Job 1: Reproduce the part of the morpher method reference that runs between "Returns the name" and "public Boolean getCaseSensitive()", inclusive.

Passage shown:
-----

Method does the following operations:
  1. creates the annotationSet
  2. fetches word tokens from the document, one at a time
  3. runs the morpher on each individual word token
  4. finds the root and the affix for that word
  5. adds them as features to the current token

    Specified by:
    execute in interface Executable
    Overrides:
    execute in class AbstractProcessingResource
    Throws:
    ExecutionException

findBaseWord

public String findBaseWord(String word,
                           String cat)
This method should only be called after init()

Parameters:
word -
Returns:
the rootWord

findAffix

public String findAffix(String word,
                        String cat)
This method should only be called after init()

Parameters:
word -
Returns:
the afix of the rootWord

setRulesFile

public void setRulesFile(URL rulesFile)
Sets the rule file to be processed

Parameters:
rulesFile - - rule File name to be processed

getRulesFile

public URL getRulesFile()
Returns the document under process


getRootFeatureName

public String getRootFeatureName()
Returns the feature name that has been currently set to display the root word


setRootFeatureName

public void setRootFeatureName(String rootFeatureName)
Sets the feature name that should be displayed for the root word

Parameters:
rootFeatureName -

getAffixFeatureName

public String getAffixFeatureName()
Returns the feature name that has been currently set to display the affix word


setAffixFeatureName

public void setAffixFeatureName(String affixFeatureName)
Sets the feature name that should be displayed for the affix

Parameters:
affixFeatureName -

getAnnotationSetName

public String getAnnotationSetName()
Returns the name of the AnnotationSet that has been provided to create the AnnotationSet


setAnnotationSetName

public void setAnnotationSetName(String annotationSetName)
Sets the AnnonationSet name, that is used to create the AnnotationSet

Parameters:
annotationSetName -

getCaseSensitive

public Boolean getCaseSensitive()
A method which returns if the parser is in caseSenstive mode

Returns:
a Boolean value.

setCaseSensitive

public void setCaseSensitive(Boolean value)
Sets the caseSensitive value, that is used to tell parser if it should convert document to lowercase before parsing


getConsiderPOSTag

public Boolean getConsiderPOSTag()

-----

Job 2: Rewrite the records from their first line through the line containing "179 43 267 232", changing "Example response" to "Sample response" and leaving everything else the same. Leave the pictures out of your answer.

-----

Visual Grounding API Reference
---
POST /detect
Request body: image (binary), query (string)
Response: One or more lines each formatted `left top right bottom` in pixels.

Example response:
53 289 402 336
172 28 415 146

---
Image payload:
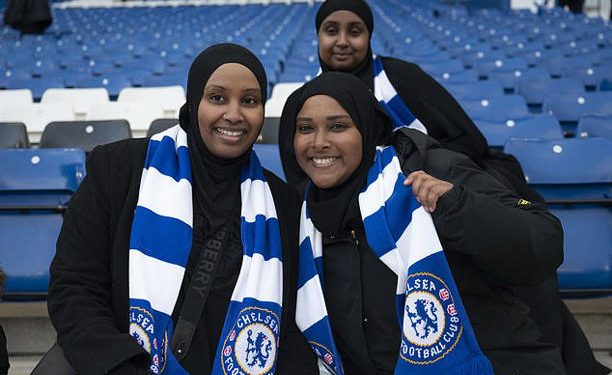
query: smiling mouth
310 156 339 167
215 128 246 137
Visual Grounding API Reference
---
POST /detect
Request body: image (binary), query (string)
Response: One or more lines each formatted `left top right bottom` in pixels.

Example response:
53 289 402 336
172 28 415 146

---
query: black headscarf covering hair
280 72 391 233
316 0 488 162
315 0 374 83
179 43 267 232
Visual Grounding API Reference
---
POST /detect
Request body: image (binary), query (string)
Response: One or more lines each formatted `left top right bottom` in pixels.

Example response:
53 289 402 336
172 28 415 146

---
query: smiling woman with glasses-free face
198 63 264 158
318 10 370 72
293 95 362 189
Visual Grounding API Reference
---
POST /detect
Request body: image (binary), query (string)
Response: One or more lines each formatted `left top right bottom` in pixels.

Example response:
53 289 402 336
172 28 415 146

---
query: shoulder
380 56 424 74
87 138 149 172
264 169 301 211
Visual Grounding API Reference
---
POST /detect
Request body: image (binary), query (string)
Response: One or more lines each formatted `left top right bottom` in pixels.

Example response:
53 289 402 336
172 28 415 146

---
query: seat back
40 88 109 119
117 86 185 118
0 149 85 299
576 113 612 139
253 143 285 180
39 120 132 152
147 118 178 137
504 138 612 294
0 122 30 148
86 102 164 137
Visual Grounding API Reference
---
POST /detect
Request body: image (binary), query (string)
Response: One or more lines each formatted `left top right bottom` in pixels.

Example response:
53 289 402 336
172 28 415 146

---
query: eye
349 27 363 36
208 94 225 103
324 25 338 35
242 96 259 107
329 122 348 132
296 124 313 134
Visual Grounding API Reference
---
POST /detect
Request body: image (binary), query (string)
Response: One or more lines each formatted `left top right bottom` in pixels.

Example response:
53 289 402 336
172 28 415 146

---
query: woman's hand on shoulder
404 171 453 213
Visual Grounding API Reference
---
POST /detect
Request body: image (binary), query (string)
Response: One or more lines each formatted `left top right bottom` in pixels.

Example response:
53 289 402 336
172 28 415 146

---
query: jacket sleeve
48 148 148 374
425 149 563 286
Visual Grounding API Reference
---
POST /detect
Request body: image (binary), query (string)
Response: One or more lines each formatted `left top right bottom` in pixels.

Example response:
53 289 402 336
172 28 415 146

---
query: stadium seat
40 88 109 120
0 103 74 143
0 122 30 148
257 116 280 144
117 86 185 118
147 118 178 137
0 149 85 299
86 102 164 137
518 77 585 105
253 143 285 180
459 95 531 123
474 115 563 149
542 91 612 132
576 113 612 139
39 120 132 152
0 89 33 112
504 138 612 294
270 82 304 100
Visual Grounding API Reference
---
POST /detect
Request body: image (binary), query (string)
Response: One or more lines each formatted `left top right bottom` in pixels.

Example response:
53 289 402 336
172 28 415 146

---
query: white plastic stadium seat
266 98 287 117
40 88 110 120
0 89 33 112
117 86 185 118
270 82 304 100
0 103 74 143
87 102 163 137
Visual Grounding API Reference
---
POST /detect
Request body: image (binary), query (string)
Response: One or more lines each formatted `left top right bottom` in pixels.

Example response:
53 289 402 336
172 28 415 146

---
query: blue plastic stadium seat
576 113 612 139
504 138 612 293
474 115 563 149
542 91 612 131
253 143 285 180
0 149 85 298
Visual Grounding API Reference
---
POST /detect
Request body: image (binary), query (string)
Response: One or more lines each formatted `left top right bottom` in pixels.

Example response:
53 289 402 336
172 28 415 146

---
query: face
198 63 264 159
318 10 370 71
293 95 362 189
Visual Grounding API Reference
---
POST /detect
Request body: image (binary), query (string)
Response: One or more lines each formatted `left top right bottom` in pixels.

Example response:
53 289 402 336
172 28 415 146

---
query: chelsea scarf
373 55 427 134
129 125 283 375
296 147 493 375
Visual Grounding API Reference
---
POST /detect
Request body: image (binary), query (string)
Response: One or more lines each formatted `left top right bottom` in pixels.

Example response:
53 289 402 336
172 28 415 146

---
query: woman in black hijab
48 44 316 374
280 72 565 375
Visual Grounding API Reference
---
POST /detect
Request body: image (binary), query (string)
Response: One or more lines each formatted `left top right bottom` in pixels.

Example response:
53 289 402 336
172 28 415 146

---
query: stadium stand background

-----

Exercise answer 1:
Returns the name of the AnnotationSet that has been provided to create the AnnotationSet


setAnnotationSetName

public void setAnnotationSetName(String annotationSetName)
Sets the AnnonationSet name, that is used to create the AnnotationSet

Parameters:
annotationSetName -

getCaseSensitive

public Boolean getCaseSensitive()

Exercise answer 2:
Visual Grounding API Reference
---
POST /detect
Request body: image (binary), query (string)
Response: One or more lines each formatted `left top right bottom` in pixels.

Sample response:
53 289 402 336
172 28 415 146

---
Image payload:
query: smiling mouth
310 156 339 167
215 128 246 137
Visual Grounding API Reference
---
POST /detect
Request body: image (binary), query (string)
Response: One or more lines each formatted `left top right bottom` in pixels.

Sample response:
53 289 402 336
172 28 415 146

---
query: black headscarf covering hair
280 72 391 233
316 0 488 162
315 0 374 83
179 43 267 232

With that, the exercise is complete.